(WHAT TO PRODUCE) Each record below is to be reproduced without any change.

(DATA SHOWN)

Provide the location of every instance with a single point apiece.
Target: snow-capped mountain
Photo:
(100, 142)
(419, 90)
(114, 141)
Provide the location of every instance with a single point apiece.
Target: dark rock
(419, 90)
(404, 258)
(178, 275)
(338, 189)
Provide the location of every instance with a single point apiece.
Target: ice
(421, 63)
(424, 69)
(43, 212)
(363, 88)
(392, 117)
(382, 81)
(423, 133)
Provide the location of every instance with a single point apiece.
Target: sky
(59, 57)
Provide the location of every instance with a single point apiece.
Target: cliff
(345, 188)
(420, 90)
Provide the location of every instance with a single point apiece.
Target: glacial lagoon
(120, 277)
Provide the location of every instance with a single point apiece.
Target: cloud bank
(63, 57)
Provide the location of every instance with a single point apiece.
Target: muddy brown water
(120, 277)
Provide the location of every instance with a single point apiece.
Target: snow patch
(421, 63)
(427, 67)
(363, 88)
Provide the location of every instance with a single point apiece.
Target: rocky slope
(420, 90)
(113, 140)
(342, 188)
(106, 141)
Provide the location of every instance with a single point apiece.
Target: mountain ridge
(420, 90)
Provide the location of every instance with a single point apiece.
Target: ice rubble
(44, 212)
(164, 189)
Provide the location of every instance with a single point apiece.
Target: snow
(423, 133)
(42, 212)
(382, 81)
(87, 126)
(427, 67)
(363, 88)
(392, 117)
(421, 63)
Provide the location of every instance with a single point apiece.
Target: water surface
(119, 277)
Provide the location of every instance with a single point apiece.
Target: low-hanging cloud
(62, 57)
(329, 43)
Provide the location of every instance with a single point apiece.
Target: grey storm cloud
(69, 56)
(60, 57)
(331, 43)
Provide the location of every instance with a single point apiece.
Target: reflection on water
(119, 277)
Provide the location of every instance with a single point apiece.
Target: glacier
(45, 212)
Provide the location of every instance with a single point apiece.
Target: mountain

(TASK RESULT)
Provide the location of every instance with a single point apiece.
Target: snow-capped mountain
Photo:
(100, 142)
(419, 90)
(114, 141)
Provide the location of every instance with a single point apiece.
Target: dark rock
(419, 90)
(404, 258)
(178, 275)
(338, 189)
Provide the location of every instance with a single point apiece.
Target: ice
(421, 63)
(424, 69)
(43, 212)
(363, 88)
(392, 117)
(382, 81)
(423, 133)
Provide the location of every instance with a single point apiece.
Target: sky
(59, 57)
Provide the location of every instance with a single point apiece.
Target: cliff
(345, 188)
(420, 90)
Provide the location of every instance with a single point apiece.
Target: glacial lagoon
(120, 277)
Provide the location of every instance with a single point apiece.
Target: cloud bank
(63, 57)
Provide the location of every instance with a single point apiece.
Target: muddy brown water
(120, 277)
Provide the location of every instance with a single point apiece.
Target: snow patch
(421, 63)
(427, 67)
(363, 88)
Provide the location of every instance with a single point apiece.
Target: rocky slope
(420, 90)
(113, 140)
(342, 188)
(106, 141)
Provide the location of every instance with a single point apiece.
Target: mountain ridge
(420, 90)
Provide the location of every instance with a single point apiece.
Target: ice rubble
(44, 212)
(164, 189)
Provide the location of every instance with a single point apiece.
Target: snow
(423, 133)
(42, 212)
(382, 81)
(87, 126)
(427, 67)
(363, 88)
(392, 117)
(421, 63)
Provide the location of every instance with a single point apiece.
Target: water surface
(119, 277)
Provide the location of every instance with a single point apiece.
Target: low-hanging cloud
(62, 57)
(329, 43)
Provide the location of every instance with a single point apiece.
Target: grey storm cloud
(69, 56)
(60, 57)
(331, 43)
Provide the location of every instance with a single point apiece.
Target: reflection on water
(119, 277)
Provide the location of every instance with a single point apiece.
Target: glacier
(45, 212)
Provide the location of every instance with a single point apiece.
Target: mountain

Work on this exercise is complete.